EXERCISE AIM: Reproduce verbatim the stretch of the records from the line containing "the blue patterned" through the line containing "[[216, 28]]", both lines included, and nothing else.

· · · ·

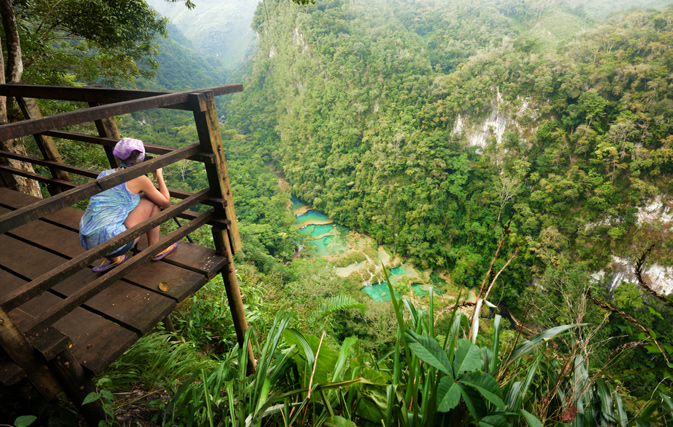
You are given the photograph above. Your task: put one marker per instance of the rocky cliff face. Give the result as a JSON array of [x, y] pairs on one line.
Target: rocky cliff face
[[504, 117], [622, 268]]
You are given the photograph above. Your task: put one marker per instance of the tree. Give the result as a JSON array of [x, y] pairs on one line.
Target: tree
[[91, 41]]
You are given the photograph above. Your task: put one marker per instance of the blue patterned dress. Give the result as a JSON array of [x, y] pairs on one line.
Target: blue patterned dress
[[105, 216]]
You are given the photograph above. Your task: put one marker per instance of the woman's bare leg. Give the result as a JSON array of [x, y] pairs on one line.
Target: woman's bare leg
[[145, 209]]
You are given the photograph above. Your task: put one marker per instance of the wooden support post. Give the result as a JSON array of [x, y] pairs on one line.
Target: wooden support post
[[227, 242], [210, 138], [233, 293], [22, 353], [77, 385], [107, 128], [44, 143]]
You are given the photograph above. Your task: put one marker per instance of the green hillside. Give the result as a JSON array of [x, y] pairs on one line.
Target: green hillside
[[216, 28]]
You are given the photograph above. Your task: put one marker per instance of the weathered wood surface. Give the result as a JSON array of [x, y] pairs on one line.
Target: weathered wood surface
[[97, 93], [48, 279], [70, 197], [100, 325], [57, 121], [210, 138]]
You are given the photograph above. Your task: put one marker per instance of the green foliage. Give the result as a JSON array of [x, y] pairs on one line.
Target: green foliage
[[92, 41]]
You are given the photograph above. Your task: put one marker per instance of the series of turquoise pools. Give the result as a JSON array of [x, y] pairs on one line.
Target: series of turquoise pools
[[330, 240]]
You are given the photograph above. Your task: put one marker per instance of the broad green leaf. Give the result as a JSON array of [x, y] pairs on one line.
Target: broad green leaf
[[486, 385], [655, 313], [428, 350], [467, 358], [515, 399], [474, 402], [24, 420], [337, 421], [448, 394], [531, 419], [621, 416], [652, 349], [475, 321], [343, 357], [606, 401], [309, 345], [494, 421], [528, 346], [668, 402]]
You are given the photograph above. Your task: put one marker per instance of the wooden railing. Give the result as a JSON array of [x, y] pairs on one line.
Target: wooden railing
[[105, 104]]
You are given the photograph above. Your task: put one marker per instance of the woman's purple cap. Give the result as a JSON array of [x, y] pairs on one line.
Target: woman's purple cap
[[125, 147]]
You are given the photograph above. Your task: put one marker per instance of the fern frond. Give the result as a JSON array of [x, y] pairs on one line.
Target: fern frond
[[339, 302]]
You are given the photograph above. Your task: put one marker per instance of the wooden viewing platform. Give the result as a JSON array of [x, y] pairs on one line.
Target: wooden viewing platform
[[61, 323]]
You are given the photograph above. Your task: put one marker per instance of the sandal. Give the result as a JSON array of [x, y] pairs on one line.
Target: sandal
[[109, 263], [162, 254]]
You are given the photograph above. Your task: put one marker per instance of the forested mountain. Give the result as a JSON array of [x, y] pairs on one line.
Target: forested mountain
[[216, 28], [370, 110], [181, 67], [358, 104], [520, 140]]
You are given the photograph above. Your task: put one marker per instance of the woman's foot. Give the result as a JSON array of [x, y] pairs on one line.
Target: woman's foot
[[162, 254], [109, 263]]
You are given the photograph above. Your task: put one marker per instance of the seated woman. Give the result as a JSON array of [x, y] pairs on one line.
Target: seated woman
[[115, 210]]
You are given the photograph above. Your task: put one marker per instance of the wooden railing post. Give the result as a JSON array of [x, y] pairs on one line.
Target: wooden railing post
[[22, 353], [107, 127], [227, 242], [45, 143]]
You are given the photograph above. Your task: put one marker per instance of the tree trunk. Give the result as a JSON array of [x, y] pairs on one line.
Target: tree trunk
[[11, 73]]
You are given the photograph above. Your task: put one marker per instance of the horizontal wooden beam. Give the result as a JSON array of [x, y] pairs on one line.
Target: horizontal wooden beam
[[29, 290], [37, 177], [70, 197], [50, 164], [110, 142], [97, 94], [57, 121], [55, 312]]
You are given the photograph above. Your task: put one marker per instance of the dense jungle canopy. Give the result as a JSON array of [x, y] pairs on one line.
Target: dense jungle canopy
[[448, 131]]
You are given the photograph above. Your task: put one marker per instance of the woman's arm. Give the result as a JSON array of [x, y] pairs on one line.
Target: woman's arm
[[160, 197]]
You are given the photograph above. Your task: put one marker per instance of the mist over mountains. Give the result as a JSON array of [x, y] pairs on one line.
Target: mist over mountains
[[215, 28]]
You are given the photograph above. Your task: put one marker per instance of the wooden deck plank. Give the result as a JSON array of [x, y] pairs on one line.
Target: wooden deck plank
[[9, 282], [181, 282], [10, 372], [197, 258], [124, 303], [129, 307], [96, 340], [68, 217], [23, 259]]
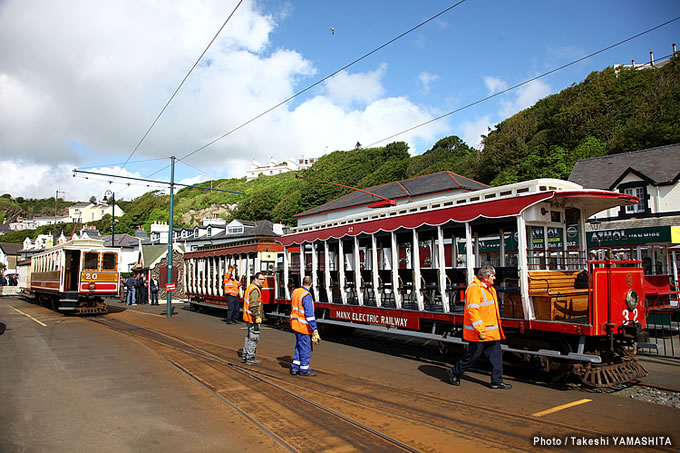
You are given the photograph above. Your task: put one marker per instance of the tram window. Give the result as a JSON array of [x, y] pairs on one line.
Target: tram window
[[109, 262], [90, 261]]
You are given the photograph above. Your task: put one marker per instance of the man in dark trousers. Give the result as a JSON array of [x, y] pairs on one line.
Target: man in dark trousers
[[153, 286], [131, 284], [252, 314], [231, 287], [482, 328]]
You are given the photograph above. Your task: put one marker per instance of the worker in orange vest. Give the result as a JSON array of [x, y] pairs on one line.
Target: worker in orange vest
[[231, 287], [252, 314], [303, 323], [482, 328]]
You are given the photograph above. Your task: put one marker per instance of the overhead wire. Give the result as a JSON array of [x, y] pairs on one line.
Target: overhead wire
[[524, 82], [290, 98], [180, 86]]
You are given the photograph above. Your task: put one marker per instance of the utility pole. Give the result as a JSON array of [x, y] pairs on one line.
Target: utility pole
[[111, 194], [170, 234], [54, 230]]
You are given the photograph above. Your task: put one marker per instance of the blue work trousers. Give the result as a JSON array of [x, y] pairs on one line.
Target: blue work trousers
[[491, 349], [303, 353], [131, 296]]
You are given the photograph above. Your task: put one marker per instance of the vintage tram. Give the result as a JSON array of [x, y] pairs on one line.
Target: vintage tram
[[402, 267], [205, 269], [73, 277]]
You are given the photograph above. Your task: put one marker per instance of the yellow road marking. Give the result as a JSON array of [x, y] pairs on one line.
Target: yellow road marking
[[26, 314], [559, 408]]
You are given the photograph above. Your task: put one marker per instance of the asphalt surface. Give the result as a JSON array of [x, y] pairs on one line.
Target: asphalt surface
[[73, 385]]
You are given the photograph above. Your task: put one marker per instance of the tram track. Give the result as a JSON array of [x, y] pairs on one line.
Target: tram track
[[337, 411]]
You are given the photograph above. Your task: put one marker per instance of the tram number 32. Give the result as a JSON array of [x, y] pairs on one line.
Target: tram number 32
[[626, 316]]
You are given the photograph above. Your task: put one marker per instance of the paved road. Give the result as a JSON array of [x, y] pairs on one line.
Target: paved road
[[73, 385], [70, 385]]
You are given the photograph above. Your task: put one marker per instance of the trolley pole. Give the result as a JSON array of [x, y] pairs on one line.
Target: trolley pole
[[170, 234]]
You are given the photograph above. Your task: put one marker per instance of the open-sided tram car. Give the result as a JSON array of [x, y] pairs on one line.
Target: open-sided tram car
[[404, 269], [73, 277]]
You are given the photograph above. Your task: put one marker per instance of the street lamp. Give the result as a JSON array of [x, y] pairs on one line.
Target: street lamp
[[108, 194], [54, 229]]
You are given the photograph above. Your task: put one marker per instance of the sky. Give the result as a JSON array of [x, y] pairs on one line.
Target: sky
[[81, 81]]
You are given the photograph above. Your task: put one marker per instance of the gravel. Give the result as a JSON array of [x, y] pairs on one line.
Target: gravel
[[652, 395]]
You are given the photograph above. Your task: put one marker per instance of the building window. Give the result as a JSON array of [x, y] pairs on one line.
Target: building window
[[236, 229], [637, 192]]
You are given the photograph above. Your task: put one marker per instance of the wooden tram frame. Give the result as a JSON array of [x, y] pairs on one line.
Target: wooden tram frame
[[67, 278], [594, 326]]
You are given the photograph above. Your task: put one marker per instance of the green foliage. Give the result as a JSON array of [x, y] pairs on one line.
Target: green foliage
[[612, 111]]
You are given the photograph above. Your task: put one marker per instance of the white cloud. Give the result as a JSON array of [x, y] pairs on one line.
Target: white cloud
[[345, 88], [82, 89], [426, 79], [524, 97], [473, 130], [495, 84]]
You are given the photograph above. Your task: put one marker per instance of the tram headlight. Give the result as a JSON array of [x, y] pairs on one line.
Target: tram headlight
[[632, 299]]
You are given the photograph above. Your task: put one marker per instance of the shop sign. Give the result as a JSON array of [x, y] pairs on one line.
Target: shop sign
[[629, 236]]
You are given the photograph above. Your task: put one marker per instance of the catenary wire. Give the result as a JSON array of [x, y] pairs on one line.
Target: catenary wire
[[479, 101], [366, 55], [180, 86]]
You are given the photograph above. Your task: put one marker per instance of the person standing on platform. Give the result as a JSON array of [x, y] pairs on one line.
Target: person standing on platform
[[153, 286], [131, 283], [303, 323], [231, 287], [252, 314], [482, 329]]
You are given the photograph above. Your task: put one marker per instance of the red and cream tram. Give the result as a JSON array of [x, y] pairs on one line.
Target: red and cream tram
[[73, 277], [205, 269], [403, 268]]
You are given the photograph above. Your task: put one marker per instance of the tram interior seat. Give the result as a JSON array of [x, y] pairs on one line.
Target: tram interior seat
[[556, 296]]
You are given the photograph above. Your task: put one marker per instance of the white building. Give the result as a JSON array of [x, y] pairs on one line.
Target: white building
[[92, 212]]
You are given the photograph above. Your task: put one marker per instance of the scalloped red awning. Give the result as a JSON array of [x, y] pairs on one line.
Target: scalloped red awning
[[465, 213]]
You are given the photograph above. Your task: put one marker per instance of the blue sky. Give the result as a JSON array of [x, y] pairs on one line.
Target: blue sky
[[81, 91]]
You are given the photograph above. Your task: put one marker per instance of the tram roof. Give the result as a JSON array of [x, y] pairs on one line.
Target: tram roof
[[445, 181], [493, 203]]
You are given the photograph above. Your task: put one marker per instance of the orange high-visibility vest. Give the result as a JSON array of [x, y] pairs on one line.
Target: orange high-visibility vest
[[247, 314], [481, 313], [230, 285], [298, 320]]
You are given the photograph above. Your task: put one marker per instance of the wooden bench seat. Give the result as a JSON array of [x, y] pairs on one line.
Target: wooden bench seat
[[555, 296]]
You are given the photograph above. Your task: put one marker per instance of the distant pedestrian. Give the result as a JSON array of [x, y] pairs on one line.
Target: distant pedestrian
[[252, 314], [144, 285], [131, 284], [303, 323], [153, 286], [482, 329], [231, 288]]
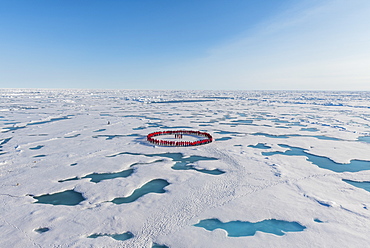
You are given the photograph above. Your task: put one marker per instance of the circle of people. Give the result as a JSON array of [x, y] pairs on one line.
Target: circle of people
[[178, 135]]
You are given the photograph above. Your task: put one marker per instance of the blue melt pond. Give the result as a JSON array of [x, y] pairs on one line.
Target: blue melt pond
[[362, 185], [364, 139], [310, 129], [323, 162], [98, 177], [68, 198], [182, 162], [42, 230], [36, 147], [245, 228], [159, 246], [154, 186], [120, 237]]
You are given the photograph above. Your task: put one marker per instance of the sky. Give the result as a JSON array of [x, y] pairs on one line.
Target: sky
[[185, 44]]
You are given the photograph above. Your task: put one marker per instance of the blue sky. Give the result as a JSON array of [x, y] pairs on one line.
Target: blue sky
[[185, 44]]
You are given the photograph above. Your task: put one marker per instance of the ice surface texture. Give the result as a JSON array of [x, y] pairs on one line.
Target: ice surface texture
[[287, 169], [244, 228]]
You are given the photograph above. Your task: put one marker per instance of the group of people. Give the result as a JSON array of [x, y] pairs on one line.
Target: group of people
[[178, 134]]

· · · ·

FULL ANSWER:
You are given the photograph above. Your task: put one marker per instance of the blue patterned dress. Give the result as a JSON array of [x, y] pairs on one line.
Target: blue patterned dress
[[105, 216]]
You are given the photograph above. Your task: put one marker per instance of the woman's bare leg. Give the result as a JSON array of [x, y] pairs on one line.
Target: woman's bare leg
[[145, 209]]
You are given the photograph above. Your task: put one marker per instance of the wooden support post. Give the result as a JSON array of [x, y] pairs on one line.
Target: wooden support post
[[227, 242], [210, 138], [233, 293], [22, 353], [77, 385], [107, 128], [44, 143]]
You are given the photograph above. Your task: put one marker per instance of the green hillside. Give the result as a JSON array of [x, y] pairs on one line.
Target: green hillside
[[216, 28]]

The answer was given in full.